+++ Provided passage

Hermann Richard Heidrich (27 July 1896 – 22 December 1947) was a German paratroop general during World War II. He was a recipient of the Knight's Cross of the Iron Cross with Oak Leaves and Swords of Nazi Germany.

==Life==
Richard Heidrich, the son of Johann Carl Heidrich and his wife Amalie, née Auguste, volunteered for military service in World War I after achieving his emergency Abitur (Notabitur). He became an officer in 1915 and won the Iron Cross 1st Class. After the war, he fought with the Freikorps in the Baltics and in 1920 was accepted by the Reichswehr, where he served in a number of posts in the infantry.

In 1938, Heidrich commanded the parachute infantry battalion (Fallschirm-Infanterie-Bataillon) of the Heer which he had formed as a Major in the infantry. Heidrich and his unit were transferred into the Luftwaffe on 1 January 1939. The Fallschirmjäger, while still in an early stage of formation, were thus augmented by a 2nd Battalion for the 1st Parachute Regiment. Heidrich was transferred to the staff of the 7th Air Division, but then left the Luftwaffe to lead the 514th Infantry Regiment in the Battle of France.

In June 1940, General Kurt Student was able to persuade Heidrich to transfer back to the Luftwaffe. He then formed the 3rd Parachute Regiment which he led with great success in the Battle of Crete.

In November 1942, Heidrich commanded the 1st Parachute Division, which was deployed on the Eastern Front. Starting 12 July 1943, the 1st Parachute Division was deployed to Sicily to counter the Allied invasion of the island. The division was directly involved in fighting around the Primosole Bridge.

++++++

- Task requirements -
Write out the part of the text about Richard Heidrich between "Hermann Richard Heidrich" and "posts in the infantry.", inclusive. Rely only on the text about Richard Heidrich.

+++ Extracted entries

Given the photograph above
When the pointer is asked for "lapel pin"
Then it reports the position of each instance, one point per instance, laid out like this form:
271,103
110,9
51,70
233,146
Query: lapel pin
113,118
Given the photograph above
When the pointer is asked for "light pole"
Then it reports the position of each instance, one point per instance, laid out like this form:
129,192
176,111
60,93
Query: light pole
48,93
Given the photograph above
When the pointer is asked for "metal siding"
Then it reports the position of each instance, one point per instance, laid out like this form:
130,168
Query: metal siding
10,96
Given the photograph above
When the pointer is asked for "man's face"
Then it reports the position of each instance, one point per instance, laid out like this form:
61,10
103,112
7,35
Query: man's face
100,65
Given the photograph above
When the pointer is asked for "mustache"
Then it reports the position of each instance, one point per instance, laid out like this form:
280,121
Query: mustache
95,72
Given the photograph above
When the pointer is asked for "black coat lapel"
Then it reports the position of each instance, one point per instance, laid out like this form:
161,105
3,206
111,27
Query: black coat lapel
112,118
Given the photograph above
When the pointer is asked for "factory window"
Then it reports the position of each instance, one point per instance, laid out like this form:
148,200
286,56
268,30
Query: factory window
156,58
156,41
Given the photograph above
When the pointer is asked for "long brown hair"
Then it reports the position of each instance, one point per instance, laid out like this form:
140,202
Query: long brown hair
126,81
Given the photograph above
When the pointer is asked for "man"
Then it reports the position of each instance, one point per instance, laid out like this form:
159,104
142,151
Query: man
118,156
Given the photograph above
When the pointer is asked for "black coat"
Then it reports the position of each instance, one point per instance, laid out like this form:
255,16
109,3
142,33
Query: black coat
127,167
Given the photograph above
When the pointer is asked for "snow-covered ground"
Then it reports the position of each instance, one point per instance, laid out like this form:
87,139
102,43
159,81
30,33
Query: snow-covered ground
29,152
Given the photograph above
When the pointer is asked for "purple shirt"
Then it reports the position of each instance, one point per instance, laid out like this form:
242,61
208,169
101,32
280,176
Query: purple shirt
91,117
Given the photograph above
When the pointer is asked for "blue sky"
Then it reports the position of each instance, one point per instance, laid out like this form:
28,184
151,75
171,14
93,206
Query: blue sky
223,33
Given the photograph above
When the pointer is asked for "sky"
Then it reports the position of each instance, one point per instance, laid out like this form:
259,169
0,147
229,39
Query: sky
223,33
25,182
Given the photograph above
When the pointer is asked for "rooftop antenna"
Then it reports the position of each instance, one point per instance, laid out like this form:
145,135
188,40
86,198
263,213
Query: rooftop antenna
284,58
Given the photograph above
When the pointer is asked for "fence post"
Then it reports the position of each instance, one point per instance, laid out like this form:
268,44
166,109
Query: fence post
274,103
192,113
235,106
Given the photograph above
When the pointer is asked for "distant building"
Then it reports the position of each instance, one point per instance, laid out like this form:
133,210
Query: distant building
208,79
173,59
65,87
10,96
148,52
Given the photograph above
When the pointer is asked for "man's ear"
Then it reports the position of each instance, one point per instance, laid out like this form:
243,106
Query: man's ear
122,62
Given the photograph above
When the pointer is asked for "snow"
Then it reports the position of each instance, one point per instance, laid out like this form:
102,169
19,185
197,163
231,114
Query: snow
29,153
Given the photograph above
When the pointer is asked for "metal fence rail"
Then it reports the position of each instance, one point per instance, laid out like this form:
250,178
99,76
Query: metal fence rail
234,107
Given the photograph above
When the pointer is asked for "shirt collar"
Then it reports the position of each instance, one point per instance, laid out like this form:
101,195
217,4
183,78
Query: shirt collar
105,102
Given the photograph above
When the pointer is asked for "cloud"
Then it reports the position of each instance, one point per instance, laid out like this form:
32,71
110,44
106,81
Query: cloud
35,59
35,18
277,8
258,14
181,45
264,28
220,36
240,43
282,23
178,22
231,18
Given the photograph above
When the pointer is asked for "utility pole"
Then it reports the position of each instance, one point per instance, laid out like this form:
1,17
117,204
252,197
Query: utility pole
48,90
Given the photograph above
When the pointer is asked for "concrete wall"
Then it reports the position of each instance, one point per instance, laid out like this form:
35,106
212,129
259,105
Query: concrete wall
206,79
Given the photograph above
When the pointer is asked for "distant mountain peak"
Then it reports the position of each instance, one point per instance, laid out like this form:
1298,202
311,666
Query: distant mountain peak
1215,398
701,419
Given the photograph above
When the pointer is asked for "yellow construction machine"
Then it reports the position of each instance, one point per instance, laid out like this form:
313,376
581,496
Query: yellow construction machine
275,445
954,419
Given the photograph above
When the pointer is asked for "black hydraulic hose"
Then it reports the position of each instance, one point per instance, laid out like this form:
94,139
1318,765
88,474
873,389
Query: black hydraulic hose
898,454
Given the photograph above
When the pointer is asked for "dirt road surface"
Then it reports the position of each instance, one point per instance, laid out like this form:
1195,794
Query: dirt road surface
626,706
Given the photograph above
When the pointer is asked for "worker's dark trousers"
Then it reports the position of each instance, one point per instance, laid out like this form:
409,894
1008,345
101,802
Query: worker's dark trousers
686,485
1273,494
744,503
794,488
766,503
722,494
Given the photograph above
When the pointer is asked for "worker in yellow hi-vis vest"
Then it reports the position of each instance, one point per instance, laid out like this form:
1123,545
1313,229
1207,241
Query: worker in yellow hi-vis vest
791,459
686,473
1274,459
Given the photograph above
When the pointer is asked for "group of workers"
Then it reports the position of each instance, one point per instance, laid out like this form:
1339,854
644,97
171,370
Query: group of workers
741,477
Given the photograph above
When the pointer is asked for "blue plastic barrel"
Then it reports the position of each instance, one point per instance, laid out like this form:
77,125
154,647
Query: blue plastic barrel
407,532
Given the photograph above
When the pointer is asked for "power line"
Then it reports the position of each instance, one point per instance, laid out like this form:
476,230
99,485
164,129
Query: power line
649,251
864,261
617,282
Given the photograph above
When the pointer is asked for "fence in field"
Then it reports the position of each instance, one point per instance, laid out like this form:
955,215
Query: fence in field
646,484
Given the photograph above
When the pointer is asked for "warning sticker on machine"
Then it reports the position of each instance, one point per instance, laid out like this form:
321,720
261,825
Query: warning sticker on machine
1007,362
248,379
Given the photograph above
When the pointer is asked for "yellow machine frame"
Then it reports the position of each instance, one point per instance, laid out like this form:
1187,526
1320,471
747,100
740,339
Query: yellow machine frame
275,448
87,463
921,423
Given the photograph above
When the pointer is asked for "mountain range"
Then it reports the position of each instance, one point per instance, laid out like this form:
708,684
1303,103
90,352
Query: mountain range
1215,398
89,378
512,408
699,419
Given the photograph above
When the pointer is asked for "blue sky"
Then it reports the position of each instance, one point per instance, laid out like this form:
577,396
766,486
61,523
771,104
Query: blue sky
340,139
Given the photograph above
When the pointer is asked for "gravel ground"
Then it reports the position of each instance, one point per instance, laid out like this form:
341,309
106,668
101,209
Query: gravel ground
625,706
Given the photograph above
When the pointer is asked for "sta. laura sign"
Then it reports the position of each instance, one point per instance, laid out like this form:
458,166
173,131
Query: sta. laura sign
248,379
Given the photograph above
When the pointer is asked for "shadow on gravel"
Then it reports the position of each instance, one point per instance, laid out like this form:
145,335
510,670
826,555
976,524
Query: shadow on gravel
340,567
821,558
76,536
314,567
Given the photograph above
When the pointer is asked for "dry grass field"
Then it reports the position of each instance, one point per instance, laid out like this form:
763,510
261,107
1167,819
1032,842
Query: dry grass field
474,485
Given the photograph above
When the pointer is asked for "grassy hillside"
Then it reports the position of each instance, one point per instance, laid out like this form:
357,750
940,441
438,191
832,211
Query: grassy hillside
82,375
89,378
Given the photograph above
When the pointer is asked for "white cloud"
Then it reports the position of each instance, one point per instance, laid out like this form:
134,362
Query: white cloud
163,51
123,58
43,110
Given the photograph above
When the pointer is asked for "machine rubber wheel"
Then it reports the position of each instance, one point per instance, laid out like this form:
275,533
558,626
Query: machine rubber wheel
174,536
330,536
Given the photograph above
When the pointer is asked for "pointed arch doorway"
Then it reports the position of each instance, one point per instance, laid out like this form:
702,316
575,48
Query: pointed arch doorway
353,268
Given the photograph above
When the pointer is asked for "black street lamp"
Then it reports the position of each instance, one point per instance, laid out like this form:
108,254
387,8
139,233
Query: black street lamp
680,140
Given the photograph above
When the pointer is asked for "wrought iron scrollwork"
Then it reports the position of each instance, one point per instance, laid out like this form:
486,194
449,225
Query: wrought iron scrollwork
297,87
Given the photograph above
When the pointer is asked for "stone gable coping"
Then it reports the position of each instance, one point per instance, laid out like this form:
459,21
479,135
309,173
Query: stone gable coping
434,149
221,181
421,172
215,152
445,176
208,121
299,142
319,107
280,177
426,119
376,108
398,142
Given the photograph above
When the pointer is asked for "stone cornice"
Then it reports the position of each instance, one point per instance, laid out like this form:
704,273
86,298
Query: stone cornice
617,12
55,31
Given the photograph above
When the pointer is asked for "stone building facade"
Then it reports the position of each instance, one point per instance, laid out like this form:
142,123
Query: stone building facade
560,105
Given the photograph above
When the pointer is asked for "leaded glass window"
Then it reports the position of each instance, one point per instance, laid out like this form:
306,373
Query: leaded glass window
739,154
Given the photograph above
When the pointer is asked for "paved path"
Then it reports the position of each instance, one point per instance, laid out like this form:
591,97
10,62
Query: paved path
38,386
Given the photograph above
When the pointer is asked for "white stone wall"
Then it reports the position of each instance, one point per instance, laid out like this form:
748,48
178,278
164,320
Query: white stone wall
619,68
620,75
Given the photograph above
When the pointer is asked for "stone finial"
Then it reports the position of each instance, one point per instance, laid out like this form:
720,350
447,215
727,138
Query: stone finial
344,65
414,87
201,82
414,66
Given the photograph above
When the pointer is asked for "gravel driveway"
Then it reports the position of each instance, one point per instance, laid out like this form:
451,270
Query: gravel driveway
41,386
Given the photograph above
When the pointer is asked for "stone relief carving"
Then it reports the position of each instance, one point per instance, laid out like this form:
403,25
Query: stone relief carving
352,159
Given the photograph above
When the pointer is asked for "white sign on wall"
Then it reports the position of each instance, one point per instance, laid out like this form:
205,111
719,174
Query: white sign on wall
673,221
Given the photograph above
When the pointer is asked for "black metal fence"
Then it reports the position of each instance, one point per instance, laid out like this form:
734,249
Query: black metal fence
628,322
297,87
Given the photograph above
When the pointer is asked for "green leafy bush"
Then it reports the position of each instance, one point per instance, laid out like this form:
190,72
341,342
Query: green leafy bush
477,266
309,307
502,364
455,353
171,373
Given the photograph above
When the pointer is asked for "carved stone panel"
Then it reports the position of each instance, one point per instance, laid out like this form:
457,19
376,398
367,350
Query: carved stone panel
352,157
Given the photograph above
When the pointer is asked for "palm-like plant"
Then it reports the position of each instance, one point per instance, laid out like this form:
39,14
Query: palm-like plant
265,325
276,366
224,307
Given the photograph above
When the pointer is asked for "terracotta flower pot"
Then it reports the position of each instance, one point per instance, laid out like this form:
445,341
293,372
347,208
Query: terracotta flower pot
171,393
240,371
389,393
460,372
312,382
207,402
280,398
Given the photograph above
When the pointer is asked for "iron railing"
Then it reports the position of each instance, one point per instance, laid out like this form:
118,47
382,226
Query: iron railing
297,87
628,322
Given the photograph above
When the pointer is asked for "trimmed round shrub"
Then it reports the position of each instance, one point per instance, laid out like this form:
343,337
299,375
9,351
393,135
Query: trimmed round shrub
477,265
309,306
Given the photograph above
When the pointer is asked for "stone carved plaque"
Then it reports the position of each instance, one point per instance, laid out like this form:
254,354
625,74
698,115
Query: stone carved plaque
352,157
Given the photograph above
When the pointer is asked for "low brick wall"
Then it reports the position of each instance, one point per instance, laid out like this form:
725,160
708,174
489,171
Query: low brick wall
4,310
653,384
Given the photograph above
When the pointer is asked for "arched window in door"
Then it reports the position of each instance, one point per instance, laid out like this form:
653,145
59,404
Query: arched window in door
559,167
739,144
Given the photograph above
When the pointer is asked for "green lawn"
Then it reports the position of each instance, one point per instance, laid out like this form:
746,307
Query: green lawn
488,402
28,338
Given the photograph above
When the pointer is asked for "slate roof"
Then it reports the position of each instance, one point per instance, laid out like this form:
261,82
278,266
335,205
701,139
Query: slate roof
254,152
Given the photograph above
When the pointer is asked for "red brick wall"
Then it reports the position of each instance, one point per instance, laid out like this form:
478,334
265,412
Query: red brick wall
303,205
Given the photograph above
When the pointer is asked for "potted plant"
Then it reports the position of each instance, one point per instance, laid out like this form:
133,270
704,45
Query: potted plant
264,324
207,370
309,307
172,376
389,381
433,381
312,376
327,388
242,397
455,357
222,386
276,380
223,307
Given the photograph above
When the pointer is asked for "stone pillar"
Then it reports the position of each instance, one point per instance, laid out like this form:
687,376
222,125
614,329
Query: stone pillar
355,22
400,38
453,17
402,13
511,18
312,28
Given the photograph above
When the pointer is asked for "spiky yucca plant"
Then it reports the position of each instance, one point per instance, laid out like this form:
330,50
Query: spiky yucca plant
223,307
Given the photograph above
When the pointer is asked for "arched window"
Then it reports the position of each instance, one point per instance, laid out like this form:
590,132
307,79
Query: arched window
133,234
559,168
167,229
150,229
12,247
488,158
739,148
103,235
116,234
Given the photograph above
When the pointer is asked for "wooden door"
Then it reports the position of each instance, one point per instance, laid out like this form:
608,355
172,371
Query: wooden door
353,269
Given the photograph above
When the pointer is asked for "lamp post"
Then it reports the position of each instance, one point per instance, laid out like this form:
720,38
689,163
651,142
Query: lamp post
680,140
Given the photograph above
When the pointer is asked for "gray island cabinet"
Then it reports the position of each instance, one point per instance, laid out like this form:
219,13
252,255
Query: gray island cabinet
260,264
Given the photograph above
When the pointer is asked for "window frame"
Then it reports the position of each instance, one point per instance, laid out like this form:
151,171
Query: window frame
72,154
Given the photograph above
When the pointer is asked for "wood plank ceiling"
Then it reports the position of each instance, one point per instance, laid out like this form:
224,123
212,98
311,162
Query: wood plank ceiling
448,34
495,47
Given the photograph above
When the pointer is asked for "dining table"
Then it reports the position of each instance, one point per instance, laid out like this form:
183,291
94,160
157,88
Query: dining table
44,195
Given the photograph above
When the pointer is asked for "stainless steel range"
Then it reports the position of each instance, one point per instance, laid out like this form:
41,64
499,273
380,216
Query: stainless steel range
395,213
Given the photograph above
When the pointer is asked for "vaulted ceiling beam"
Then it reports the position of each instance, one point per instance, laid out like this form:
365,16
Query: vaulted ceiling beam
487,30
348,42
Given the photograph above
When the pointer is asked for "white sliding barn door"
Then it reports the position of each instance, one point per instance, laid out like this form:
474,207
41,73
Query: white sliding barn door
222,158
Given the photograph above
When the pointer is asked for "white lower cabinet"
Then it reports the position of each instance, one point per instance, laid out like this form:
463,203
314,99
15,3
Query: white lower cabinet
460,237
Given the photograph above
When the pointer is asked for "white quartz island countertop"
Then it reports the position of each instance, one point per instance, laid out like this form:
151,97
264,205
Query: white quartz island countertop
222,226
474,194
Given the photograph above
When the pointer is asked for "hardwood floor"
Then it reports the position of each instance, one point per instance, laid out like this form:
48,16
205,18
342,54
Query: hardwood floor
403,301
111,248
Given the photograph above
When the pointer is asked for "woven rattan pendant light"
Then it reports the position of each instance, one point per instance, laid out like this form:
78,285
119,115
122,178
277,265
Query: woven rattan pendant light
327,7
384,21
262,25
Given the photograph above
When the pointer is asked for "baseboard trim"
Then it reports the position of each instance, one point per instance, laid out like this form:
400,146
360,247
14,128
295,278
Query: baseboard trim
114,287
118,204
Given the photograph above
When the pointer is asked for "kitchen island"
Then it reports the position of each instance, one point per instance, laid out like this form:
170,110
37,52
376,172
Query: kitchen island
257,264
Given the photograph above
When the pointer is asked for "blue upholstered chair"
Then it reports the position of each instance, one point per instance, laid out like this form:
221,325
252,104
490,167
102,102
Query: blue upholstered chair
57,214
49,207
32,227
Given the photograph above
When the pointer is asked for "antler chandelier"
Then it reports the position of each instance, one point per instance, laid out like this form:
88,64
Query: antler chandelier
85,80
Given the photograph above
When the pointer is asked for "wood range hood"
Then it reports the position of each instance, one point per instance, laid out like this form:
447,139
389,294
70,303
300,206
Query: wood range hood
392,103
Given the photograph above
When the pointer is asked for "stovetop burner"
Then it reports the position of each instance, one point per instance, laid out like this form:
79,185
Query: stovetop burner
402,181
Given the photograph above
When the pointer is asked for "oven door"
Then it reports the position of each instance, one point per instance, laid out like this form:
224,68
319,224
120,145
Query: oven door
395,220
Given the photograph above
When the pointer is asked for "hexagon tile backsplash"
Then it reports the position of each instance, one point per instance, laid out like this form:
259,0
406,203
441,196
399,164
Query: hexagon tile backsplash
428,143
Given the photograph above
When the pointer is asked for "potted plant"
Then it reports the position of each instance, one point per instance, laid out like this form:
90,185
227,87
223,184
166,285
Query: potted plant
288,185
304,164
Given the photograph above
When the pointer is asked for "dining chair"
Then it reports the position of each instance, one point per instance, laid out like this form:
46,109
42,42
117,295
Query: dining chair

++++++

- Solution for this task -
Hermann Richard Heidrich (27 July 1896 – 22 December 1947) was a German paratroop general during World War II. He was a recipient of the Knight's Cross of the Iron Cross with Oak Leaves and Swords of Nazi Germany.

==Life==
Richard Heidrich, the son of Johann Carl Heidrich and his wife Amalie, née Auguste, volunteered for military service in World War I after achieving his emergency Abitur (Notabitur). He became an officer in 1915 and won the Iron Cross 1st Class. After the war, he fought with the Freikorps in the Baltics and in 1920 was accepted by the Reichswehr, where he served in a number of posts in the infantry.